## Work to complete
Answer these questions using the text on goat care.
(a) What is the term for separating the kids from the mother goat?
(b) According to the rule of thumb about weather, what should goats not be at the same time?
(c) Besides letting goats dry their hooves, what else do rocks help with?

## Document excerpt
○ ○ ○

What You’ll Need for Weaning and Kidding

After the kids are born, you’ll eventually separate them from your mama goat—this is called weaning. Some farmers wean after the kids have had colostrum, then bottle-feed the babies and keep part of the milk for themselves. Others separate the kid and doe for half the time—taking them away at night, for instance, and keeping the morning’s milking for themselves before letting the kid back in. Either way, weaning is no easy task. You either need to separate the doe from her kid by a great distance, a great fence or an enclosed structure because they’ll fight to get back together.

What You’ll Need for Shelter

A common rule of thumb reminds us that goats can get cold or get wet, but they shouldn’t get cold and wet. Provide your goats access to shelter that will keep them dry in the wetter parts of the year, preferably with wind protection, too. Goats also need a chance to dry their hooves to prevent rot, so if you’re using a mobile shelter, either install a floor or make sure you always have rocks for them to occasionally stand on. The rocks also help you from needing to trim their hooves frequently.

○ ○ ○

## Data extract
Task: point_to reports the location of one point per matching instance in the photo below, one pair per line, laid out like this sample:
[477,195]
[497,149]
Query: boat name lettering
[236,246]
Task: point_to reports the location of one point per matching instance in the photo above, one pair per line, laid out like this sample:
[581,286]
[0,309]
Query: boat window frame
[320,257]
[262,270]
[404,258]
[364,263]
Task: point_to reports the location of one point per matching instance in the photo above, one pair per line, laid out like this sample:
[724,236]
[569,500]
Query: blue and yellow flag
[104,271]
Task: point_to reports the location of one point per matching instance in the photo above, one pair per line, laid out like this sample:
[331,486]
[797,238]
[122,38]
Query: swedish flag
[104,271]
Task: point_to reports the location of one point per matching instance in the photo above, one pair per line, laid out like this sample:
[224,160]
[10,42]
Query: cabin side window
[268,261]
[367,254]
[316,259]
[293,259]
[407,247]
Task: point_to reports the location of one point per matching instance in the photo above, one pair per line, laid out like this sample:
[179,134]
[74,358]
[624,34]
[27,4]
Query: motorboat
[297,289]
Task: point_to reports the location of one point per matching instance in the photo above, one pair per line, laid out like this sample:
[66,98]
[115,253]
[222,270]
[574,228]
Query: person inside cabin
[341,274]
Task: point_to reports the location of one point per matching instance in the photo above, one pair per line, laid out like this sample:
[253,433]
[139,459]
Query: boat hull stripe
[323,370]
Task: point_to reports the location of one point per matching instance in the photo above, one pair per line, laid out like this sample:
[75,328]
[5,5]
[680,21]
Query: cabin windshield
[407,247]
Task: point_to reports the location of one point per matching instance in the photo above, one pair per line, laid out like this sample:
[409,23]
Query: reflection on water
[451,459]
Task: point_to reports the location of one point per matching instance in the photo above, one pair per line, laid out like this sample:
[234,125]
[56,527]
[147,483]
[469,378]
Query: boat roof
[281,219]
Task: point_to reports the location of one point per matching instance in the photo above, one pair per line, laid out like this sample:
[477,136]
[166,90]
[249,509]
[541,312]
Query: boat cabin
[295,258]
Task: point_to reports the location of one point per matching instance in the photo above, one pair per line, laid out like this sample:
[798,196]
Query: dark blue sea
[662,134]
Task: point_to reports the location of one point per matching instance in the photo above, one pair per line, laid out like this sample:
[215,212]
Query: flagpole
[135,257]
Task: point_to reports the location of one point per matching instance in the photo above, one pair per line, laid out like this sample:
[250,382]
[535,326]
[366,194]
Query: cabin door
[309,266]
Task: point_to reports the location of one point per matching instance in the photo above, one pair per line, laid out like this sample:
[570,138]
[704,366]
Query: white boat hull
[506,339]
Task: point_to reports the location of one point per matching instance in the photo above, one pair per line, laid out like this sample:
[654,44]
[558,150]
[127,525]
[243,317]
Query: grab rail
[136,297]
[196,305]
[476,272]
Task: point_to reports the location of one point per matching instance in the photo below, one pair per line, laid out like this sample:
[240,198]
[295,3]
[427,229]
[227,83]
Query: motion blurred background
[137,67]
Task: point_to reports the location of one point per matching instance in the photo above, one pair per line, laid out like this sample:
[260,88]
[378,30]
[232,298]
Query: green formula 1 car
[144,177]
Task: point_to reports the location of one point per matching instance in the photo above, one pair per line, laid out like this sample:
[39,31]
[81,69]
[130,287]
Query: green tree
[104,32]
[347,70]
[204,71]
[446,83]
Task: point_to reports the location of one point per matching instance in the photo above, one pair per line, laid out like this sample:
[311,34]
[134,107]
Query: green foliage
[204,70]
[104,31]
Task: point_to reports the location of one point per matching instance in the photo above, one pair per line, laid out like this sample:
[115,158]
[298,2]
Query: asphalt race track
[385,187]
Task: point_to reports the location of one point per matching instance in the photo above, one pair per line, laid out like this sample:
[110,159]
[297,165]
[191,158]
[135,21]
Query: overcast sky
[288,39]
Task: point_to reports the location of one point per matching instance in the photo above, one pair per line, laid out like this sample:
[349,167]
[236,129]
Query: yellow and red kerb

○ ○ ○

## Answer to this task
(a) Weaning.
(b) Cold and wet.
(c) They keep you from needing to trim the goats' hooves frequently.